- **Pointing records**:

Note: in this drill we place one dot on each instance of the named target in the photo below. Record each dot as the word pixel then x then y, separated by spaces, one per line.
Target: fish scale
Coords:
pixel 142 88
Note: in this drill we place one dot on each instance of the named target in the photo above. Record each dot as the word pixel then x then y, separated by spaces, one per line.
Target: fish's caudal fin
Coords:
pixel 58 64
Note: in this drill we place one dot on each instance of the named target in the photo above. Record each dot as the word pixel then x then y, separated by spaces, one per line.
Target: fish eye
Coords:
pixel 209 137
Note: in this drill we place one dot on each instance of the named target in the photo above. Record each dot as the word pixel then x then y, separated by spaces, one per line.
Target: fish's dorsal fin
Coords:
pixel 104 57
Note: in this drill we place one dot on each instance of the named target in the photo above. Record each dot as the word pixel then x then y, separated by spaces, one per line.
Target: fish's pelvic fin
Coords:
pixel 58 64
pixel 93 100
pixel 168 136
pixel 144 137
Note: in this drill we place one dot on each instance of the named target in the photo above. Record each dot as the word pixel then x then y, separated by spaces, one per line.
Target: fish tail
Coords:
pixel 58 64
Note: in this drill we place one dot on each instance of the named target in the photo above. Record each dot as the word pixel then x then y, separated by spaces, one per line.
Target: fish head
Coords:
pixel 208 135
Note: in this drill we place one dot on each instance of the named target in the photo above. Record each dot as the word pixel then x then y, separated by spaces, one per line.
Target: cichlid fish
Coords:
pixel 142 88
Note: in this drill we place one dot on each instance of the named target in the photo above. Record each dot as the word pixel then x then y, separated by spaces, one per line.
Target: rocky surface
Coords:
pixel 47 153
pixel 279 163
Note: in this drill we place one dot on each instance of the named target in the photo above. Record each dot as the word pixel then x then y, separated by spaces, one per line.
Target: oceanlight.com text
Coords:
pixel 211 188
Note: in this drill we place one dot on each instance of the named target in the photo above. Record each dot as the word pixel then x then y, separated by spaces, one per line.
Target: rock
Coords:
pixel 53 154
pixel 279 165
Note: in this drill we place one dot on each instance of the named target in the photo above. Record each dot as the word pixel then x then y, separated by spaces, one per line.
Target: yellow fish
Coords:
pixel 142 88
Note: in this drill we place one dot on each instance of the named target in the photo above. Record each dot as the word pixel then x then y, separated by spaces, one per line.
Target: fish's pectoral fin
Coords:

- **Problem description**: Extract the listing in its entirety and repeat it exactly.

- **Reply to the task**:
Note: in this drill we place one dot on each instance of the named target in the photo below. Record each dot as the word pixel then x then y, separated by spaces, one per line.
Target: fish scale
Coords:
pixel 142 88
Note: in this drill we place one dot on each instance of the named target in the photo above. Record each dot as the word pixel then x then y, separated by spaces, one per line.
Target: fish's caudal fin
Coords:
pixel 58 64
Note: in this drill we place one dot on each instance of the named target in the photo above. Record each dot as the word pixel then x then y, separated by spaces, one per line.
Target: fish eye
Coords:
pixel 209 137
Note: in this drill we place one dot on each instance of the named target in the photo above. Record each dot as the word pixel then x then y, separated by spaces, one per line.
Target: fish's dorsal fin
Coords:
pixel 104 57
Note: in this drill we place one dot on each instance of the named target in the photo above. Record each dot as the word pixel then x then y, separated by spaces, one per line.
Target: fish's pelvic fin
Coords:
pixel 58 64
pixel 93 100
pixel 168 136
pixel 144 137
Note: in this drill we place one dot on each instance of the named target in the photo above. Record each dot as the word pixel then x then y, separated by spaces, one per line.
Target: fish tail
Coords:
pixel 58 64
Note: in this drill we place one dot on each instance of the named target in the photo above. Record each dot as the word pixel then x then y, separated by spaces, one per line.
Target: fish head
Coords:
pixel 208 135
Note: in this drill we place one dot on each instance of the named target in the photo above. Record each dot as the word pixel then x then y, separated by spaces, one per line.
Target: cichlid fish
Coords:
pixel 142 88
Note: in this drill we place one dot on each instance of the named target in the photo above. Record each dot as the word pixel then x then y, separated by spaces, one per line.
Target: rocky surface
Coords:
pixel 47 153
pixel 279 163
Note: in this drill we place one dot on each instance of the named target in the photo above. Record each dot as the word pixel then x then y, separated by spaces, one per line.
Target: oceanlight.com text
Coords:
pixel 211 188
Note: in this drill we place one dot on each instance of the named target in the photo above. Record each dot as the word pixel then x then y, separated by spaces, one per line.
Target: rock
Coords:
pixel 53 154
pixel 279 165
Note: in this drill we place one dot on each instance of the named target in the photo above. Record each dot as the word pixel then x then y, separated by spaces, one per line.
Target: yellow fish
Coords:
pixel 142 88
Note: in this drill we place one dot on each instance of the named target in the photo above. Record each dot as the word pixel then x then y, separated by spaces, one per line.
Target: fish's pectoral fin
Coords:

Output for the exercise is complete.